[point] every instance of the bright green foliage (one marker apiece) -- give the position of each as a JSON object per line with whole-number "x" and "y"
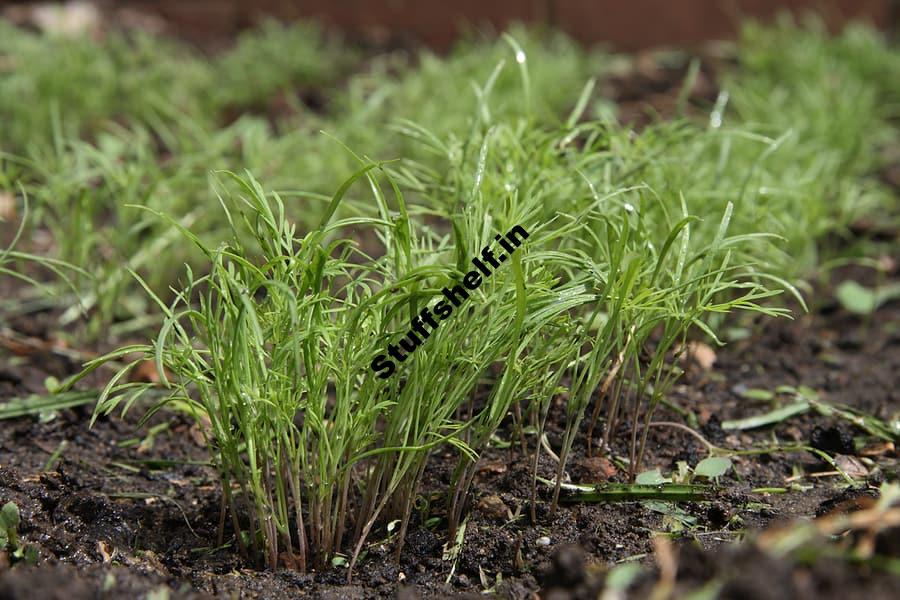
{"x": 638, "y": 241}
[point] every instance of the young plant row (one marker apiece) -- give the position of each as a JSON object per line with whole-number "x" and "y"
{"x": 636, "y": 242}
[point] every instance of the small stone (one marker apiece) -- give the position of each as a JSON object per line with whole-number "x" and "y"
{"x": 852, "y": 466}
{"x": 595, "y": 469}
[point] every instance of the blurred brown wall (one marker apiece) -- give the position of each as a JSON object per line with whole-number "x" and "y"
{"x": 623, "y": 24}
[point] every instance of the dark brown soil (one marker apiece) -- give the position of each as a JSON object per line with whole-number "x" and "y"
{"x": 119, "y": 520}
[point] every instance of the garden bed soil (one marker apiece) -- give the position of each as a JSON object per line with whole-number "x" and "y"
{"x": 117, "y": 520}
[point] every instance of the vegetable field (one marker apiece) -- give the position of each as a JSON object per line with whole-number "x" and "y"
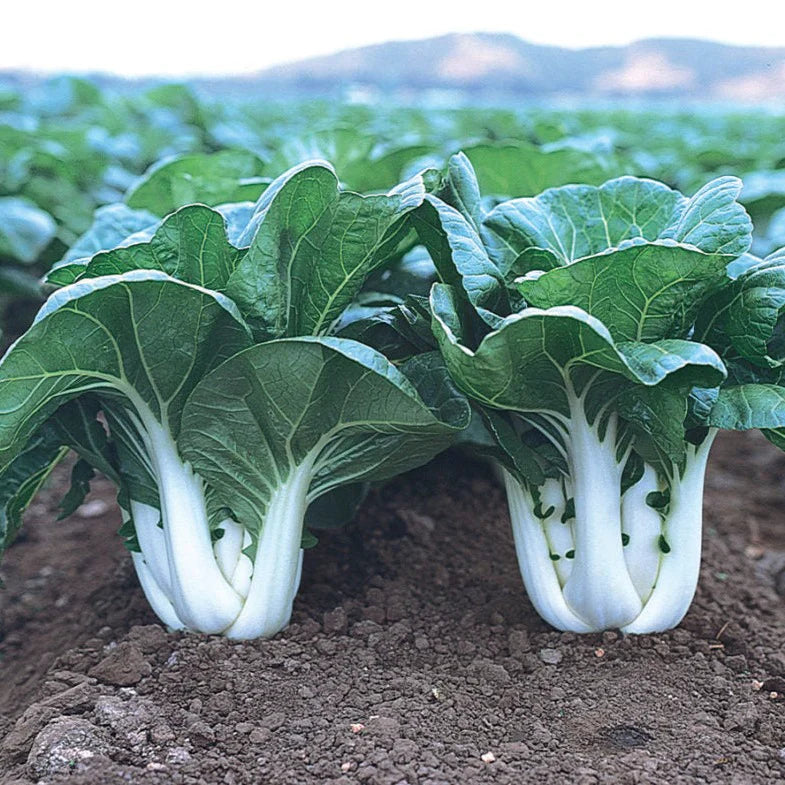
{"x": 345, "y": 443}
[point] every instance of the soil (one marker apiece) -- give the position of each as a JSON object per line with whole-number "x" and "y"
{"x": 413, "y": 657}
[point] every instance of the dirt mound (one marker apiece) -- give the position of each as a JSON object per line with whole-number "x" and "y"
{"x": 413, "y": 657}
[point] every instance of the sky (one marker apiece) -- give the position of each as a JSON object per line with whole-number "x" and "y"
{"x": 175, "y": 38}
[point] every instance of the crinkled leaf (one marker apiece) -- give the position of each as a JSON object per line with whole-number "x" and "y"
{"x": 25, "y": 230}
{"x": 276, "y": 405}
{"x": 312, "y": 247}
{"x": 207, "y": 178}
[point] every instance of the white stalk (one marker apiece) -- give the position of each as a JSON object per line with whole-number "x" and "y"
{"x": 158, "y": 599}
{"x": 679, "y": 568}
{"x": 228, "y": 548}
{"x": 643, "y": 525}
{"x": 599, "y": 589}
{"x": 537, "y": 570}
{"x": 152, "y": 543}
{"x": 558, "y": 534}
{"x": 243, "y": 572}
{"x": 278, "y": 563}
{"x": 202, "y": 598}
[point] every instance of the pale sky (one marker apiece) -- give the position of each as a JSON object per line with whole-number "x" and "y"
{"x": 146, "y": 37}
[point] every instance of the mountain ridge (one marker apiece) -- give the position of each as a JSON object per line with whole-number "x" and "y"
{"x": 502, "y": 62}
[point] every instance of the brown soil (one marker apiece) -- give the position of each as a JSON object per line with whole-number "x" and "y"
{"x": 413, "y": 657}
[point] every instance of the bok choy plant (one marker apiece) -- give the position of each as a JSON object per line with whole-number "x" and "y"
{"x": 569, "y": 320}
{"x": 194, "y": 367}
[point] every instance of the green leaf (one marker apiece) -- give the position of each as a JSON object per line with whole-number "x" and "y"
{"x": 641, "y": 293}
{"x": 143, "y": 336}
{"x": 312, "y": 247}
{"x": 25, "y": 230}
{"x": 523, "y": 365}
{"x": 81, "y": 475}
{"x": 280, "y": 404}
{"x": 207, "y": 178}
{"x": 22, "y": 478}
{"x": 112, "y": 225}
{"x": 747, "y": 317}
{"x": 190, "y": 245}
{"x": 459, "y": 255}
{"x": 566, "y": 224}
{"x": 520, "y": 169}
{"x": 748, "y": 406}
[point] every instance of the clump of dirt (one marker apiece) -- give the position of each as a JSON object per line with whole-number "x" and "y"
{"x": 413, "y": 657}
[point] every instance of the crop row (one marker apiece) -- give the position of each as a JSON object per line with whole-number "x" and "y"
{"x": 243, "y": 372}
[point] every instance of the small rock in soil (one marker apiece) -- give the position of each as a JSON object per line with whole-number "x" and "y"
{"x": 626, "y": 736}
{"x": 125, "y": 665}
{"x": 63, "y": 745}
{"x": 551, "y": 656}
{"x": 149, "y": 637}
{"x": 95, "y": 508}
{"x": 335, "y": 621}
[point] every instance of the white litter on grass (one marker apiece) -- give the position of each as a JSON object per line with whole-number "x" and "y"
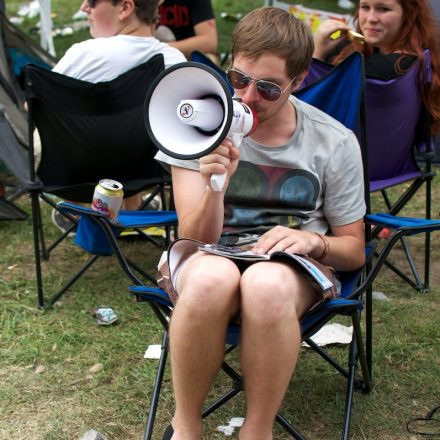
{"x": 79, "y": 15}
{"x": 30, "y": 11}
{"x": 228, "y": 430}
{"x": 16, "y": 20}
{"x": 153, "y": 352}
{"x": 332, "y": 334}
{"x": 236, "y": 422}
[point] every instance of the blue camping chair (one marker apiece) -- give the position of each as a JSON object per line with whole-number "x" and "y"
{"x": 340, "y": 94}
{"x": 397, "y": 122}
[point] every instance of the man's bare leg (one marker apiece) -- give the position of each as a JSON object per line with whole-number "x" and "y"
{"x": 208, "y": 297}
{"x": 273, "y": 297}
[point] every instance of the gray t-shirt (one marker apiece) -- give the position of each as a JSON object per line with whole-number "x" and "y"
{"x": 313, "y": 182}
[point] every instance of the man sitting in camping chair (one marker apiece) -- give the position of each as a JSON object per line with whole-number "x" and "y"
{"x": 122, "y": 32}
{"x": 297, "y": 184}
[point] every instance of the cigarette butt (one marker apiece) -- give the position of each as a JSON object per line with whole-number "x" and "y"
{"x": 354, "y": 36}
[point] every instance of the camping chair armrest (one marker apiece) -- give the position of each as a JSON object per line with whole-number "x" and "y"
{"x": 407, "y": 225}
{"x": 126, "y": 219}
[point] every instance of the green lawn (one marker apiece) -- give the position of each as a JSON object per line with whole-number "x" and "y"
{"x": 48, "y": 392}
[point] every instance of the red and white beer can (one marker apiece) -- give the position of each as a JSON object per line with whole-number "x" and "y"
{"x": 107, "y": 199}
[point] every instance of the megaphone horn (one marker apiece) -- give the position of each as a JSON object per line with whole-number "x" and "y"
{"x": 189, "y": 111}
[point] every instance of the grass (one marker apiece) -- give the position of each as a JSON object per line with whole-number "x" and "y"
{"x": 64, "y": 399}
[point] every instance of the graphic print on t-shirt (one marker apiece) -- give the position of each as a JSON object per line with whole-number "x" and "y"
{"x": 264, "y": 196}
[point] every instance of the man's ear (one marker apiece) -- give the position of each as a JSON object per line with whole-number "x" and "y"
{"x": 127, "y": 8}
{"x": 299, "y": 79}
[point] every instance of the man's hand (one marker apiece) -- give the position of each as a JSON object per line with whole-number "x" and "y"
{"x": 224, "y": 159}
{"x": 281, "y": 238}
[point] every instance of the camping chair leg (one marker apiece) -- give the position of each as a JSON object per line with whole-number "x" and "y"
{"x": 350, "y": 389}
{"x": 36, "y": 230}
{"x": 369, "y": 328}
{"x": 417, "y": 286}
{"x": 289, "y": 428}
{"x": 54, "y": 298}
{"x": 428, "y": 235}
{"x": 156, "y": 389}
{"x": 43, "y": 250}
{"x": 365, "y": 384}
{"x": 427, "y": 261}
{"x": 134, "y": 266}
{"x": 237, "y": 386}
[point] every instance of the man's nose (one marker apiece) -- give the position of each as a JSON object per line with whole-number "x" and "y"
{"x": 251, "y": 93}
{"x": 372, "y": 15}
{"x": 84, "y": 6}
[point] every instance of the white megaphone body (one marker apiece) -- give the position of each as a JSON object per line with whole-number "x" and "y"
{"x": 189, "y": 111}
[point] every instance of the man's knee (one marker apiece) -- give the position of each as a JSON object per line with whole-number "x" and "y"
{"x": 268, "y": 293}
{"x": 208, "y": 282}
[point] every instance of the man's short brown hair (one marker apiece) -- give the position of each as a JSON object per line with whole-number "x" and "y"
{"x": 276, "y": 31}
{"x": 145, "y": 10}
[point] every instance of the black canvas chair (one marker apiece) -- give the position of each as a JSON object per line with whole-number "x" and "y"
{"x": 339, "y": 93}
{"x": 88, "y": 132}
{"x": 12, "y": 154}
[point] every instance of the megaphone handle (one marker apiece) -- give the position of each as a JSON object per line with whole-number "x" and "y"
{"x": 218, "y": 180}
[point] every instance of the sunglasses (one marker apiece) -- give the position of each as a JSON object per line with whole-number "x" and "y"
{"x": 92, "y": 3}
{"x": 266, "y": 89}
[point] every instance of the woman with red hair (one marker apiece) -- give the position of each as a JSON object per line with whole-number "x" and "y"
{"x": 395, "y": 34}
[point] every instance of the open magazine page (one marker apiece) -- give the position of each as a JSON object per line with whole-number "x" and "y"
{"x": 244, "y": 253}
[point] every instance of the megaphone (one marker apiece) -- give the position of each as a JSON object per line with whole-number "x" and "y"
{"x": 189, "y": 111}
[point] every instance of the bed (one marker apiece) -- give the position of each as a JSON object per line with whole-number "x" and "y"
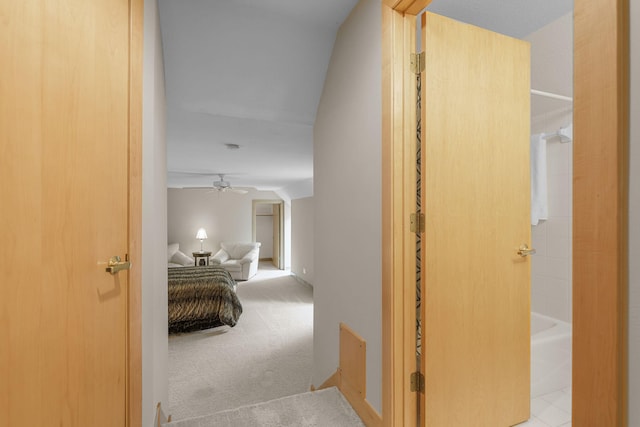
{"x": 201, "y": 297}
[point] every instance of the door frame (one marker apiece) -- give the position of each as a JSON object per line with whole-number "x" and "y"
{"x": 279, "y": 218}
{"x": 134, "y": 295}
{"x": 600, "y": 210}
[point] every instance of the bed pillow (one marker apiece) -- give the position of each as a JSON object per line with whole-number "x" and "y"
{"x": 171, "y": 250}
{"x": 182, "y": 259}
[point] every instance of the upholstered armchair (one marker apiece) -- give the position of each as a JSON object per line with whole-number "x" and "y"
{"x": 239, "y": 259}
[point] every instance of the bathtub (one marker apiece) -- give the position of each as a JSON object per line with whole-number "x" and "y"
{"x": 550, "y": 355}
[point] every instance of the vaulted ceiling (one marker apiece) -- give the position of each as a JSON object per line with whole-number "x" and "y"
{"x": 244, "y": 78}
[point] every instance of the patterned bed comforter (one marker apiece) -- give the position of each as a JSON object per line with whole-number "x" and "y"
{"x": 201, "y": 298}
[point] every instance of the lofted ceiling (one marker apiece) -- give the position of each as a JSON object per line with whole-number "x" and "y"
{"x": 244, "y": 78}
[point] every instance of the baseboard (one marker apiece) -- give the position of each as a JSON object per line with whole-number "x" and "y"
{"x": 300, "y": 279}
{"x": 161, "y": 418}
{"x": 349, "y": 379}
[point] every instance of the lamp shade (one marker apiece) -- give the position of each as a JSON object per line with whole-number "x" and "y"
{"x": 202, "y": 234}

(TASK INSTRUCTIONS) From the line containing "[point] every instance of the patterned" to the last line of the material, please quote every line exactly and only those.

(ANSWER TO THE EXERCISE)
[point] every instance of the patterned bed comforter (one marker apiece) -- give the position of each as a JSON object per line with whole-number "x" and "y"
{"x": 201, "y": 298}
[point] every instance of the lofted ceiling (one marker apiece) -- give the position of each as a JSON object per line with whole-number "x" and "y"
{"x": 244, "y": 78}
[point] every instance of the baseboard (one marker apiece) -- give the position of each as a JSON object per line with whole-number "x" and "y"
{"x": 300, "y": 279}
{"x": 161, "y": 418}
{"x": 349, "y": 379}
[point] every instance of the lamp shade (one marker apiece) -- give the position of each as a JSON object per line with whole-number "x" and "y"
{"x": 202, "y": 234}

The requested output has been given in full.